As discretionary travel spending softens, timeshare owners remain the travel industry’s most reliable leisure segment. These travelers continue to book, plan, and take vacations at rates far above the broader market — a testament to the power of prepaid “banked leisure.”

Even as travel budgets tighten, timeshare owners are proving remarkably resilient. According to new research from ARDA, the trade association for the vacation ownership industry, 63% of owners have already reserved their next vacation, compared with 39% of all travelers. Nearly 69% strongly agree that “nothing will stop me from taking a vacation,” and they are 44% more likely to say they’ll spend significantly more time on vacation in the next six months.

What’s emerging is a model of “banked leisure”: a prepaid, built-in commitment to taking time off that shields owners from inflation anxiety and fluctuating consumer confidence. With major brands now piloting prepaid or subscription-style loyalty programs, the timeshare industry’s decades-old structure suddenly looks prescient.

As the travel industry navigates a slowdown, timeshare ownership may not just weather the storm — it could help redefine what financial and emotional resilience look like for leisure travel in 2026.

To explore this dynamic, SkiftX spoke with Jason Gamel, president and CEO of ARDA.

Jason Gamel, president and CEO, ARDA

SkiftX: How has the prepaid structure of timeshare ownership shaped owners’ ability to continue traveling through recent periods of economic volatility?

Jason Gamel: Timeshare has always been about prepaying for future vacations. You lock in your vacation cost today and hedge against whatever might happen tomorrow — job loss, airfare spikes, or inflation. When people buy a timeshare, they’re making a commitment with their time, loyalty, and emotions.

==============================

* What you need to do
**A)** Reproduce the part of the timeshare article running from "SkiftX: How has" up to and including "loyalty, and emotions.".
**B)** Check each statement against the timeshare article. Answer yes or no, and quote the words that decide it. (i) ARDA is the trade association for the vacation ownership industry. (ii) 63% of all travelers have already reserved their next vacation. (iii) SkiftX spoke with the president and CEO of ARDA.
**C)** In the timeshare article, what share of owners strongly agree that "nothing will stop me from taking a vacation"?
The records that come next have no connection to the timeshare article.

[Dataset entries]
==============================

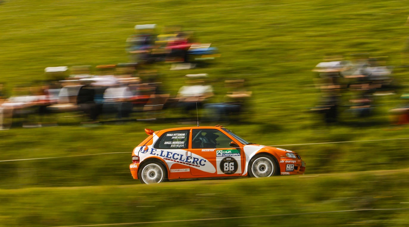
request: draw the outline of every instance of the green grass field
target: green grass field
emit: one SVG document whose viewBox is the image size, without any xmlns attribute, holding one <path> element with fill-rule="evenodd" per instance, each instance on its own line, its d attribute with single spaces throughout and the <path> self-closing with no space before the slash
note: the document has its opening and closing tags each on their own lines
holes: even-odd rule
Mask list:
<svg viewBox="0 0 409 227">
<path fill-rule="evenodd" d="M 391 124 L 387 112 L 409 85 L 407 1 L 1 2 L 0 83 L 8 94 L 42 83 L 46 67 L 128 62 L 135 25 L 182 25 L 221 56 L 191 70 L 151 66 L 164 89 L 175 95 L 183 76 L 207 73 L 216 102 L 225 80 L 245 79 L 252 114 L 222 124 L 251 142 L 287 145 L 307 167 L 302 177 L 143 185 L 129 173 L 132 149 L 144 128 L 177 121 L 17 127 L 0 131 L 0 226 L 409 224 L 408 210 L 382 209 L 409 208 L 409 128 Z M 371 117 L 343 112 L 341 123 L 324 125 L 308 110 L 320 96 L 311 70 L 326 56 L 360 53 L 388 56 L 401 88 L 376 97 Z M 16 160 L 37 158 L 45 158 Z"/>
</svg>

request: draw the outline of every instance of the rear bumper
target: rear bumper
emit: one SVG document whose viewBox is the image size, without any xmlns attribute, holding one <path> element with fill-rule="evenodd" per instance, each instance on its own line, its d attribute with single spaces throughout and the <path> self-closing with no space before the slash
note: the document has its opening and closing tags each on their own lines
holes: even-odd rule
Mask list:
<svg viewBox="0 0 409 227">
<path fill-rule="evenodd" d="M 130 174 L 132 175 L 133 179 L 138 179 L 138 168 L 139 167 L 139 163 L 132 163 L 129 165 L 129 170 L 130 170 Z"/>
</svg>

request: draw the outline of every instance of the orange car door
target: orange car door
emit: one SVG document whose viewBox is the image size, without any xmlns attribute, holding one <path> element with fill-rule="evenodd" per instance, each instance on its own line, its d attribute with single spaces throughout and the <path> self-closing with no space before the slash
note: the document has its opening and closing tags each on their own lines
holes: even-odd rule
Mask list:
<svg viewBox="0 0 409 227">
<path fill-rule="evenodd" d="M 191 148 L 189 151 L 192 164 L 196 165 L 190 166 L 192 175 L 208 177 L 240 175 L 241 149 L 231 147 L 230 143 L 233 140 L 222 132 L 216 129 L 193 129 L 191 138 Z"/>
</svg>

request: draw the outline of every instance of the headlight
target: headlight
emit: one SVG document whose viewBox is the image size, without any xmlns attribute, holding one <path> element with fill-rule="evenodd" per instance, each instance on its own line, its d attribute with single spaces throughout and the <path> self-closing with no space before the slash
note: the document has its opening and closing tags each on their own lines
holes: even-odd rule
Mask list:
<svg viewBox="0 0 409 227">
<path fill-rule="evenodd" d="M 297 158 L 297 157 L 295 157 L 295 155 L 292 153 L 285 153 L 285 156 L 291 158 Z"/>
</svg>

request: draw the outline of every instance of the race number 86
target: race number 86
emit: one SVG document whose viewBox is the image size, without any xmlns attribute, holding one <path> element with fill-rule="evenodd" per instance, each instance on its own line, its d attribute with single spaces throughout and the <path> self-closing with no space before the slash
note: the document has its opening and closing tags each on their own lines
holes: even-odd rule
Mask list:
<svg viewBox="0 0 409 227">
<path fill-rule="evenodd" d="M 220 162 L 220 169 L 225 174 L 233 174 L 237 171 L 237 161 L 231 157 L 226 157 Z"/>
</svg>

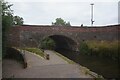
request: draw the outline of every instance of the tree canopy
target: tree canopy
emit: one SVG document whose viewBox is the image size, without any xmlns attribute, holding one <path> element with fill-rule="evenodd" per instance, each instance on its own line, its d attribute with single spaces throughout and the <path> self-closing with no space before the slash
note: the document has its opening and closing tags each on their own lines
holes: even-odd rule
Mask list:
<svg viewBox="0 0 120 80">
<path fill-rule="evenodd" d="M 7 31 L 10 27 L 13 25 L 22 25 L 23 24 L 23 18 L 19 16 L 13 15 L 13 10 L 11 9 L 11 6 L 13 4 L 10 4 L 8 2 L 5 2 L 4 0 L 1 1 L 2 5 L 2 29 L 3 31 Z"/>
<path fill-rule="evenodd" d="M 70 22 L 66 22 L 62 18 L 56 18 L 56 21 L 52 22 L 52 25 L 55 25 L 55 26 L 71 26 Z"/>
</svg>

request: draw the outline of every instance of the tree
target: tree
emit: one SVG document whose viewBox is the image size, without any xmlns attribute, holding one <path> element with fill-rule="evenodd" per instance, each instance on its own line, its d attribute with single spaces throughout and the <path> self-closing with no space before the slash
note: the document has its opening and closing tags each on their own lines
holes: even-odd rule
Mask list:
<svg viewBox="0 0 120 80">
<path fill-rule="evenodd" d="M 71 26 L 70 22 L 64 21 L 62 18 L 56 18 L 56 22 L 52 22 L 55 26 Z"/>
<path fill-rule="evenodd" d="M 11 6 L 13 4 L 9 4 L 4 0 L 0 1 L 2 10 L 2 49 L 3 49 L 3 57 L 6 55 L 6 47 L 7 47 L 7 36 L 8 31 L 13 25 L 22 25 L 23 19 L 20 17 L 13 16 L 13 10 L 11 10 Z M 15 24 L 16 22 L 16 24 Z"/>
<path fill-rule="evenodd" d="M 23 18 L 19 16 L 13 17 L 13 24 L 14 25 L 22 25 L 23 24 Z"/>
</svg>

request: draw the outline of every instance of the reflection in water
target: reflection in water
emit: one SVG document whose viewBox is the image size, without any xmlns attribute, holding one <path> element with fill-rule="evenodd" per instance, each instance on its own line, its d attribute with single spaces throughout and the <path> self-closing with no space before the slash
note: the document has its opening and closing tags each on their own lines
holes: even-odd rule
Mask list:
<svg viewBox="0 0 120 80">
<path fill-rule="evenodd" d="M 79 52 L 65 49 L 57 49 L 56 51 L 75 61 L 76 63 L 79 63 L 82 66 L 86 66 L 91 71 L 94 71 L 105 78 L 119 78 L 119 68 L 117 61 L 113 61 L 109 58 L 87 56 L 80 54 Z"/>
</svg>

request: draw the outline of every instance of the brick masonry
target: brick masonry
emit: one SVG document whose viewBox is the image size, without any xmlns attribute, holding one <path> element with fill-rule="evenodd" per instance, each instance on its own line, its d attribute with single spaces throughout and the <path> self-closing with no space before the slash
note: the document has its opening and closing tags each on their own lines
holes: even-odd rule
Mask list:
<svg viewBox="0 0 120 80">
<path fill-rule="evenodd" d="M 75 42 L 77 48 L 81 41 L 85 40 L 120 40 L 119 38 L 120 25 L 110 26 L 94 26 L 94 27 L 79 27 L 79 26 L 47 26 L 47 25 L 23 25 L 13 27 L 8 36 L 8 45 L 15 47 L 32 47 L 36 46 L 37 42 L 45 37 L 55 36 L 65 38 L 68 43 Z M 64 36 L 64 37 L 62 37 Z M 30 39 L 34 41 L 31 41 Z M 57 40 L 57 39 L 56 39 Z M 74 45 L 70 43 L 71 45 Z"/>
</svg>

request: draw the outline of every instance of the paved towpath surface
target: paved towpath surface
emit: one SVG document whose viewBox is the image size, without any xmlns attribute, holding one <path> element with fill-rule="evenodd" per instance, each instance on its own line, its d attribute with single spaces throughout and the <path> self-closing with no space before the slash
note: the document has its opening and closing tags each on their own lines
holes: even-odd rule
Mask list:
<svg viewBox="0 0 120 80">
<path fill-rule="evenodd" d="M 46 50 L 50 60 L 45 60 L 30 52 L 25 52 L 28 68 L 23 69 L 22 64 L 14 60 L 3 60 L 4 78 L 91 78 L 85 75 L 80 67 L 68 64 L 54 52 Z"/>
</svg>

==============================

* Answers per task
**A)**
SkiftX: How has the prepaid structure of timeshare ownership shaped owners’ ability to continue traveling through recent periods of economic volatility?

Jason Gamel: Timeshare has always been about prepaying for future vacations. You lock in your vacation cost today and hedge against whatever might happen tomorrow — job loss, airfare spikes, or inflation. When people buy a timeshare, they’re making a commitment with their time, loyalty, and emotions.

**B)**
(i) Yes: "ARDA, the trade association for the vacation ownership industry"
(ii) No: "63% of owners have already reserved their next vacation, compared with 39% of all travelers"
(iii) Yes: "SkiftX spoke with Jason Gamel, president and CEO of ARDA"

**C)** Nearly 69%